액체 암모니아와 p-diiodobenzene (PDIB)을 반응물로, Cu계 화합물을 촉매로 사용하는Aromatic amination을 이용하여 p-phenylenediamine (PPD)을 합성하였다. 촉매의 종류와 양, 환원제의 종류, 암모니아의 양, 반응 온도가 생성물의 분포에 미치는 영향을 조사하였다. Cu(I) 화합물과 Cu 분말은 촉매로서 작용한 반면 Cu(II) 화합물은 촉매로서 작용하지 않았다. 촉매의 양이 증가할수록 반응속도는 빨라지지만 부반응물인 aniline의 생성량도 증가하였다. Aniline 생성량은 또한 사용한 암모니아의 양이 증가할수록 감소하였다. 촉매 사용량을 줄이기 위해 환원제인 ascorbic acid, hydrazine, dihydroxyfumaric acid를 조촉매로 사용하면 반응속도가 크게 향상되었으나 부반응물인 aniline의 생성량 또한 증가하였다. 사용한 조촉매 중에서는 ascorbic acid와 dihydroxyfumaric acid를 사용하였을 경우가 hydrazine을 사용하였을 경우보다 반응속도가 빨랐고, dihydroxyfumaric acid를 사용하였을 경우 가장 적은 양의 aniline이 생성되었다.

══════

▸ **짧은 연습 1**
p-phenylenediamine 합성에 관한 위 문서를 처음부터 끝까지 한 글자도 바꾸지 말고 그대로 출력하십시오.
위 문서와 아래 기록은 서로 다른 출처에서 가져온 것입니다.

══════

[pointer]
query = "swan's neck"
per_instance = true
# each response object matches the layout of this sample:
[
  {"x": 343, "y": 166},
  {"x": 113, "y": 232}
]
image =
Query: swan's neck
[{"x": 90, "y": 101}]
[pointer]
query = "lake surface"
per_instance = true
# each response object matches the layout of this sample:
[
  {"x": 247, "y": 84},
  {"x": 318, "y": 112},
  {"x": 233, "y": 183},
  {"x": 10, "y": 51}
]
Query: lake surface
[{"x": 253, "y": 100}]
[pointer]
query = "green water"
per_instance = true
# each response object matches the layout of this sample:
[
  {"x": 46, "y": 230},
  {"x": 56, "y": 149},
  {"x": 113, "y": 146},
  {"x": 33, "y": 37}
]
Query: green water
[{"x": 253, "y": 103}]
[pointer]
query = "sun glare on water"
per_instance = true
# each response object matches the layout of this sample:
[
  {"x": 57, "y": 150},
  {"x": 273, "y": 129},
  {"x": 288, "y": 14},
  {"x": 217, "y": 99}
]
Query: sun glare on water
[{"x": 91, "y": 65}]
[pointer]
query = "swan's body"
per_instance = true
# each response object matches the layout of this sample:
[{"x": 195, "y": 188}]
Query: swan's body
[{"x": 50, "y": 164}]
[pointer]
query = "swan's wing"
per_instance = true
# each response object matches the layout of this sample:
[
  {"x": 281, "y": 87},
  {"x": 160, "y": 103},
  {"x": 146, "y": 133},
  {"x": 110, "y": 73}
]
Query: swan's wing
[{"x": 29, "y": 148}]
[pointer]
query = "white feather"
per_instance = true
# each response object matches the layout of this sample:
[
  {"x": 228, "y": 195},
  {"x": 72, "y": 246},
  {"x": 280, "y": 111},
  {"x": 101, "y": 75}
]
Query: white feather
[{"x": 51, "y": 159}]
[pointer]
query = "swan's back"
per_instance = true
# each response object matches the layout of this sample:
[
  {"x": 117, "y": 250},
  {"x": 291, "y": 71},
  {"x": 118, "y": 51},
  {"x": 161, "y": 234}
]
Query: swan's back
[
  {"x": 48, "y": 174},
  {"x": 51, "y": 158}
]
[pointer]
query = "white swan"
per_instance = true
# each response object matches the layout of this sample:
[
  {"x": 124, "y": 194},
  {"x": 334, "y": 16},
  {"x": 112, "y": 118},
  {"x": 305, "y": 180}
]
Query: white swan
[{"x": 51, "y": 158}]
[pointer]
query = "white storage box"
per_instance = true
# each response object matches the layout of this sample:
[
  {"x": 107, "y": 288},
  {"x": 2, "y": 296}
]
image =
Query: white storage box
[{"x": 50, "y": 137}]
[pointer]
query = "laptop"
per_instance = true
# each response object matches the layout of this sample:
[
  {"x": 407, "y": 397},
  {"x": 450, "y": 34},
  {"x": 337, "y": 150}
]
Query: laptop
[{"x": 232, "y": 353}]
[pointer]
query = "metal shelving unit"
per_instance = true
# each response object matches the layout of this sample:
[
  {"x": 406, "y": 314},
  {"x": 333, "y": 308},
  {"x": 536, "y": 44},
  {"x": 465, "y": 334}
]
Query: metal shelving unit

══════

▸ **짧은 연습 2**
위 기록에서 "white"라는 문자열이 들어 있는 줄을 세어 그 개수만 숫자로 답하십시오.

▸ **정답 1**
액체 암모니아와 p-diiodobenzene (PDIB)을 반응물로, Cu계 화합물을 촉매로 사용하는Aromatic amination을 이용하여 p-phenylenediamine (PPD)을 합성하였다. 촉매의 종류와 양, 환원제의 종류, 암모니아의 양, 반응 온도가 생성물의 분포에 미치는 영향을 조사하였다. Cu(I) 화합물과 Cu 분말은 촉매로서 작용한 반면 Cu(II) 화합물은 촉매로서 작용하지 않았다. 촉매의 양이 증가할수록 반응속도는 빨라지지만 부반응물인 aniline의 생성량도 증가하였다. Aniline 생성량은 또한 사용한 암모니아의 양이 증가할수록 감소하였다. 촉매 사용량을 줄이기 위해 환원제인 ascorbic acid, hydrazine, dihydroxyfumaric acid를 조촉매로 사용하면 반응속도가 크게 향상되었으나 부반응물인 aniline의 생성량 또한 증가하였다. 사용한 조촉매 중에서는 ascorbic acid와 dihydroxyfumaric acid를 사용하였을 경우가 hydrazine을 사용하였을 경우보다 반응속도가 빨랐고, dihydroxyfumaric acid를 사용하였을 경우 가장 적은 양의 aniline이 생성되었다.

▸ **정답 2**
6